Retype all of the items below line for line without changing anything, and leave the pictures out.

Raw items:
● ● ● ● ● ● ●

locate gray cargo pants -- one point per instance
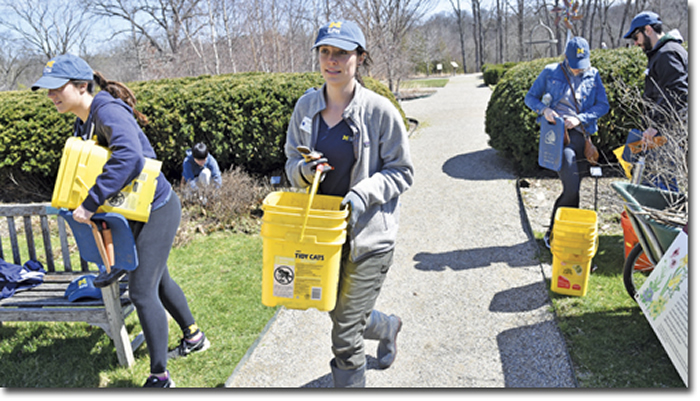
(358, 288)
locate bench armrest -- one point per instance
(104, 279)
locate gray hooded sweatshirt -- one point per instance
(382, 171)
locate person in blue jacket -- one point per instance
(200, 167)
(111, 119)
(551, 96)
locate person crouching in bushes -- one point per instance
(574, 91)
(200, 167)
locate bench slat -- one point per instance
(92, 315)
(45, 302)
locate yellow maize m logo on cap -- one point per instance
(49, 66)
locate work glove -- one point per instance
(357, 207)
(308, 169)
(312, 159)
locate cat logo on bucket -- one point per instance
(117, 200)
(284, 275)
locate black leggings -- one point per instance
(150, 287)
(573, 167)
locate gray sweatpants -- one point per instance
(358, 289)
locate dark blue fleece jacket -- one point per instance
(113, 124)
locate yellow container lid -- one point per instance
(295, 202)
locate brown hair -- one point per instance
(119, 91)
(366, 64)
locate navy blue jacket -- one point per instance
(666, 82)
(113, 124)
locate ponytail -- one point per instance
(120, 91)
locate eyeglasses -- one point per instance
(635, 33)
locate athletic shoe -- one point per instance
(547, 239)
(187, 347)
(155, 381)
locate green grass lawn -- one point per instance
(609, 339)
(221, 277)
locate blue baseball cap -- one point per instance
(344, 35)
(61, 69)
(641, 20)
(578, 54)
(83, 287)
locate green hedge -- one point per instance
(241, 117)
(511, 125)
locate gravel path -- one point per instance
(465, 279)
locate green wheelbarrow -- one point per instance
(655, 237)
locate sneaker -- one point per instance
(155, 381)
(187, 347)
(547, 239)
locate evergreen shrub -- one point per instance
(511, 125)
(242, 118)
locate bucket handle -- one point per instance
(312, 192)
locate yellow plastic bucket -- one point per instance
(574, 244)
(303, 236)
(569, 275)
(81, 163)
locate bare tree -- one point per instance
(478, 34)
(386, 24)
(459, 14)
(12, 64)
(153, 19)
(47, 28)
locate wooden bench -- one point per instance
(45, 302)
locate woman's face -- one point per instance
(67, 98)
(338, 66)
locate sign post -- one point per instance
(664, 300)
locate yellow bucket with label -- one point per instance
(574, 244)
(303, 237)
(82, 161)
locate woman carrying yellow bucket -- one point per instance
(362, 135)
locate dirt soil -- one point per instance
(540, 192)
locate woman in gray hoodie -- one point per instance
(362, 135)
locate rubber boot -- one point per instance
(347, 378)
(385, 329)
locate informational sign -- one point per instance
(664, 299)
(551, 148)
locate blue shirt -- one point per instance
(336, 145)
(113, 124)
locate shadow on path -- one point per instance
(475, 258)
(481, 165)
(529, 361)
(520, 299)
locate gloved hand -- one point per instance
(308, 169)
(357, 206)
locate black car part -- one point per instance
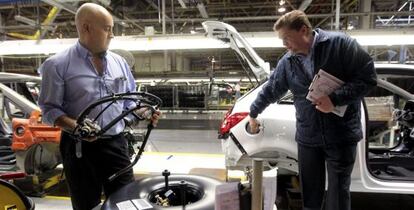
(189, 192)
(87, 127)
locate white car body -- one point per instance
(275, 143)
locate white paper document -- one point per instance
(324, 84)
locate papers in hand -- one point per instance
(324, 84)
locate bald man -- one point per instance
(71, 80)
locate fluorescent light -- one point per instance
(25, 20)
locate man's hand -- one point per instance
(324, 104)
(145, 113)
(155, 117)
(254, 125)
(90, 139)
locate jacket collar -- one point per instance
(323, 36)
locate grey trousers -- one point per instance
(338, 160)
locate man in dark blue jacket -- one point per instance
(322, 136)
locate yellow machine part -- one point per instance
(9, 199)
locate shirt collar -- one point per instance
(83, 52)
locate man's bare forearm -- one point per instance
(66, 123)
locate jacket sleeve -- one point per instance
(273, 90)
(360, 71)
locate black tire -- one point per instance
(142, 189)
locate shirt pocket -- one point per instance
(116, 85)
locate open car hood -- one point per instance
(229, 35)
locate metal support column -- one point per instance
(164, 32)
(338, 10)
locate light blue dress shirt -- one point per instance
(70, 83)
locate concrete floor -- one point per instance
(166, 149)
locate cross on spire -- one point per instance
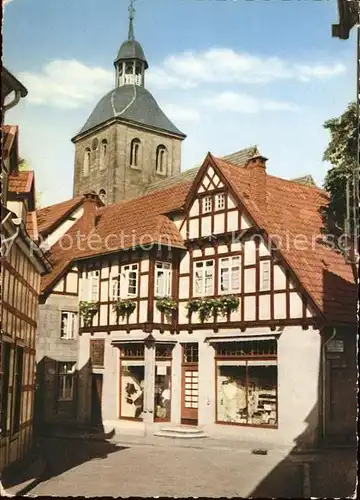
(131, 19)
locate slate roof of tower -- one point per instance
(130, 103)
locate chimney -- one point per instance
(90, 205)
(257, 177)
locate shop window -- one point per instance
(220, 201)
(125, 285)
(229, 275)
(68, 325)
(204, 278)
(66, 373)
(132, 382)
(4, 385)
(207, 204)
(162, 279)
(97, 350)
(134, 152)
(90, 287)
(161, 160)
(247, 383)
(190, 353)
(265, 275)
(17, 388)
(162, 393)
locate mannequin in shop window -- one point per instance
(233, 395)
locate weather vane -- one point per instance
(131, 18)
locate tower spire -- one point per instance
(131, 19)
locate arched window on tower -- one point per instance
(102, 195)
(129, 73)
(103, 153)
(86, 166)
(161, 160)
(135, 153)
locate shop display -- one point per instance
(246, 394)
(132, 390)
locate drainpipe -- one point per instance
(324, 382)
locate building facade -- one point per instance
(197, 306)
(127, 142)
(22, 264)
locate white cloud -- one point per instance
(244, 103)
(190, 69)
(66, 84)
(176, 112)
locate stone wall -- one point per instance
(118, 178)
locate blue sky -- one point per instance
(228, 73)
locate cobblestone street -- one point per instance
(83, 468)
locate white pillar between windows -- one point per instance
(176, 384)
(207, 398)
(149, 384)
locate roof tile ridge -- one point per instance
(316, 188)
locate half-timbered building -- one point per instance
(212, 300)
(22, 263)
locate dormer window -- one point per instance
(86, 166)
(161, 160)
(220, 201)
(135, 153)
(207, 204)
(103, 154)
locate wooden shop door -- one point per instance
(189, 384)
(96, 398)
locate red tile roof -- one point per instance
(49, 217)
(21, 182)
(293, 215)
(291, 210)
(120, 226)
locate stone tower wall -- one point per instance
(118, 178)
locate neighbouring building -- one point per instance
(127, 142)
(259, 339)
(22, 264)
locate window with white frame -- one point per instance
(204, 278)
(125, 285)
(86, 165)
(162, 279)
(68, 325)
(207, 204)
(90, 287)
(220, 201)
(265, 275)
(161, 160)
(229, 275)
(66, 372)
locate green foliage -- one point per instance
(87, 311)
(342, 154)
(124, 307)
(208, 307)
(166, 305)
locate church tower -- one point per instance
(127, 142)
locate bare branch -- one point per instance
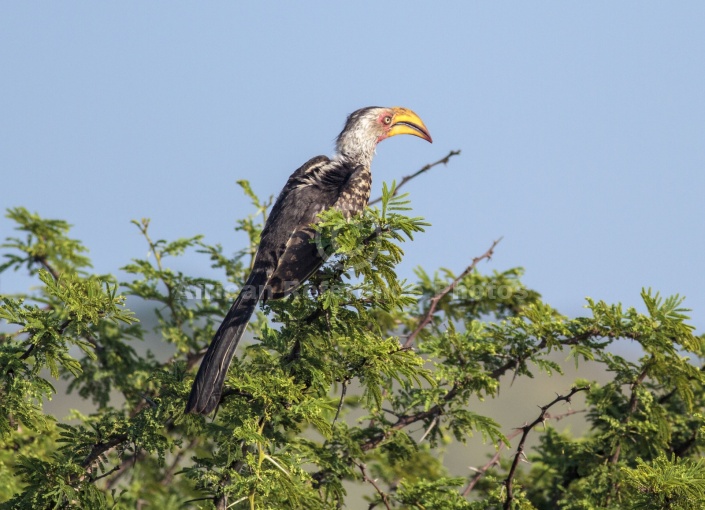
(479, 473)
(382, 495)
(434, 301)
(424, 169)
(524, 434)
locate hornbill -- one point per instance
(287, 255)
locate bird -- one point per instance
(287, 256)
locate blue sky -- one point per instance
(581, 125)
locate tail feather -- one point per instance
(208, 386)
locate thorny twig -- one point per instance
(366, 478)
(435, 299)
(524, 434)
(479, 473)
(426, 168)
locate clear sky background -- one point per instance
(581, 125)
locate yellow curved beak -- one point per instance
(406, 122)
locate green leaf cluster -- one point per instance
(358, 381)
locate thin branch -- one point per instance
(426, 168)
(524, 434)
(434, 301)
(479, 473)
(633, 404)
(346, 381)
(366, 478)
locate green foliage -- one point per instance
(360, 379)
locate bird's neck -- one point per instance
(355, 150)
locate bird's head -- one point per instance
(366, 127)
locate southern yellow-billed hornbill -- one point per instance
(287, 255)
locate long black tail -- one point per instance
(208, 385)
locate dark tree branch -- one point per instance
(424, 169)
(383, 496)
(435, 299)
(479, 473)
(631, 409)
(524, 434)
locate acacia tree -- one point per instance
(358, 378)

● ● ● ● ● ● ●

ANSWER FOR THIS EXERCISE:
locate gray cargo pants -- one point per instance
(358, 288)
locate bench armrest -- one point per instance
(104, 279)
locate gray hooded sweatshirt -- one point per instance
(382, 171)
locate person in blue jacket -- one point per instance
(200, 167)
(111, 119)
(551, 96)
locate person crouching in bushes -- one point per instance
(574, 91)
(200, 167)
locate bench slat -- one point per instance
(92, 315)
(45, 302)
locate yellow maize m logo on cap -- one point per instance
(49, 66)
locate work glove -- one point per instance
(357, 207)
(308, 169)
(312, 159)
locate cat logo on bucket -- one point per instance
(117, 200)
(284, 275)
locate black leggings -- one point per instance
(150, 287)
(573, 167)
locate gray sweatpants -- one point per instance
(358, 289)
locate dark blue fleece jacket -- one point per instance
(113, 124)
locate yellow container lid -- one point per instance
(295, 202)
locate brown hair -- one point per instance
(119, 91)
(366, 64)
locate navy blue jacket -- one point per instance
(666, 82)
(113, 124)
locate ponytail -- one point per instance
(120, 91)
locate eyeglasses -- one point per instance
(635, 33)
locate athletic shoe -- one point per instance
(547, 239)
(187, 347)
(155, 381)
locate green grass lawn -- one point per instance
(609, 339)
(221, 277)
locate blue baseball cap -- one point per instance
(344, 35)
(61, 69)
(641, 20)
(578, 54)
(83, 287)
locate green hedge -- one point per instance
(241, 117)
(511, 125)
locate gravel path -- one point per instance
(465, 279)
locate green wheelbarrow -- one point per instance
(655, 237)
locate sneaker -- one point per instance
(155, 381)
(187, 347)
(547, 239)
locate evergreen shrub -- one point per instance
(511, 125)
(242, 118)
locate bucket handle -- one point per instance
(312, 192)
locate yellow plastic bucket -- one point per instance
(574, 244)
(303, 236)
(569, 275)
(81, 163)
locate bare tree -- one point per instance
(478, 34)
(386, 24)
(459, 14)
(12, 64)
(153, 19)
(47, 28)
locate wooden bench -- one point per instance
(45, 302)
locate woman's face -- one point per instance
(67, 98)
(338, 66)
locate sign post -- one point per instance
(664, 300)
locate yellow bucket with label -- one point per instance
(574, 244)
(303, 237)
(82, 161)
locate woman carrying yellow bucket -- one point per instance
(362, 135)
locate dirt soil -- one point per instance
(540, 192)
locate woman in gray hoodie -- one point per instance
(362, 135)
locate rubber boot -- one point per instance
(347, 378)
(385, 329)
locate informational sign -- one point per instance
(664, 299)
(551, 148)
locate blue shirt -- one point per instance
(336, 145)
(113, 124)
locate shadow on path -- one point per instance
(475, 258)
(481, 165)
(529, 361)
(520, 299)
locate gloved hand -- one point per instance
(308, 169)
(357, 206)
locate black car part -- one point per instance
(189, 192)
(87, 127)
locate white car body -- one point per instance
(275, 143)
locate white paper document -- one point per instance
(324, 84)
locate papers in hand -- one point per instance
(324, 84)
locate bald man -- one point per instance
(71, 80)
locate fluorescent light -- one point per instance
(25, 20)
locate man's hand -- one point per instance
(324, 104)
(145, 113)
(155, 117)
(254, 125)
(90, 139)
locate jacket collar -- one point per instance
(323, 36)
locate grey trousers -- one point per instance
(338, 160)
locate man in dark blue jacket -- one point per instance
(322, 136)
locate yellow machine part -- one point per instance
(9, 199)
locate shirt collar -- one point per instance
(83, 52)
locate man's bare forearm -- one point per instance
(66, 123)
locate jacket sleeve -- one point per instance
(273, 90)
(360, 71)
locate black tire -- one point per instance
(142, 189)
locate shirt pocket -- one point per instance
(116, 85)
locate open car hood -- one point per instance
(229, 35)
locate metal support column -- one point per instance
(164, 32)
(338, 10)
locate light blue dress shirt -- one point per instance
(70, 83)
locate concrete floor -- one point per instance
(166, 149)
locate cross on spire -- one point per instance
(131, 19)
locate slate roof of tower -- one point per instance
(130, 103)
locate chimney -- one point per instance
(90, 205)
(257, 177)
locate shop window -- one point per instance
(220, 201)
(125, 285)
(229, 275)
(68, 325)
(204, 278)
(66, 373)
(132, 382)
(4, 385)
(207, 204)
(162, 279)
(97, 350)
(134, 152)
(90, 287)
(161, 160)
(247, 383)
(190, 353)
(265, 275)
(17, 388)
(162, 393)
locate mannequin in shop window -- one point per instance
(233, 395)
locate weather vane -- one point per instance
(131, 18)
locate tower spire -- one point per instance
(131, 19)
locate arched window on tower -- one point per instance
(102, 195)
(129, 73)
(103, 153)
(86, 166)
(161, 160)
(135, 153)
locate shop display -- one point per instance
(246, 394)
(132, 390)
locate drainpipe -- one point per instance
(324, 382)
locate building facade -- one point per instance
(197, 306)
(127, 142)
(22, 264)
locate white cloud -- one point per instance
(244, 103)
(190, 69)
(66, 84)
(176, 112)
locate stone wall -- one point per instance
(118, 178)
locate blue sky -- one point per instance
(228, 73)
locate cobblestone street -- one point per instance
(83, 468)
locate white pillar between windows -- one point per instance
(176, 384)
(207, 398)
(149, 384)
locate roof tile ridge -- one point per instance
(316, 188)
locate half-timbered building -- one point per instance
(212, 300)
(22, 263)
locate dormer window -- one point per instance
(86, 166)
(161, 160)
(220, 201)
(135, 153)
(207, 204)
(103, 154)
locate wooden shop door -- one point per instance
(189, 384)
(96, 398)
locate red tile roof -- one point per instance
(49, 217)
(21, 182)
(293, 215)
(291, 210)
(120, 226)
locate stone tower wall -- one point per instance
(118, 178)
locate neighbouring building -- one point per instance
(127, 142)
(259, 339)
(22, 264)
locate window with white frame -- one point per instance
(204, 278)
(125, 285)
(86, 165)
(162, 279)
(68, 325)
(207, 204)
(90, 287)
(220, 201)
(265, 275)
(161, 160)
(229, 275)
(66, 372)
locate green foliage -- one point per instance
(87, 311)
(342, 154)
(124, 307)
(208, 307)
(166, 305)
locate church tower -- one point per instance
(127, 142)
locate bare branch -- one point per instance
(479, 473)
(382, 495)
(434, 301)
(424, 169)
(524, 434)
locate hornbill -- one point per instance
(287, 255)
locate bird -- one point per instance
(287, 256)
locate blue sky -- one point per instance
(581, 125)
locate tail feather -- one point per instance
(208, 386)
locate thorny twig -- one point per instance
(366, 478)
(435, 299)
(524, 434)
(479, 473)
(426, 168)
locate clear sky background -- one point per instance
(581, 125)
locate yellow curved beak -- one point per instance
(406, 122)
locate green leaf cluster -- one point per instance
(358, 381)
locate thin branch -- one point per instance
(426, 168)
(524, 434)
(434, 301)
(479, 473)
(633, 404)
(346, 381)
(366, 478)
locate green foliage -- one point per instance
(360, 379)
locate bird's neck -- one point per instance
(355, 150)
locate bird's head -- one point per instance
(366, 127)
locate southern yellow-billed hornbill -- one point per instance
(287, 255)
locate long black tail -- one point per instance
(208, 385)
locate dark tree branch -- one point per instance
(424, 169)
(383, 496)
(435, 299)
(479, 473)
(631, 409)
(524, 434)
locate acacia tree -- one point per instance
(358, 378)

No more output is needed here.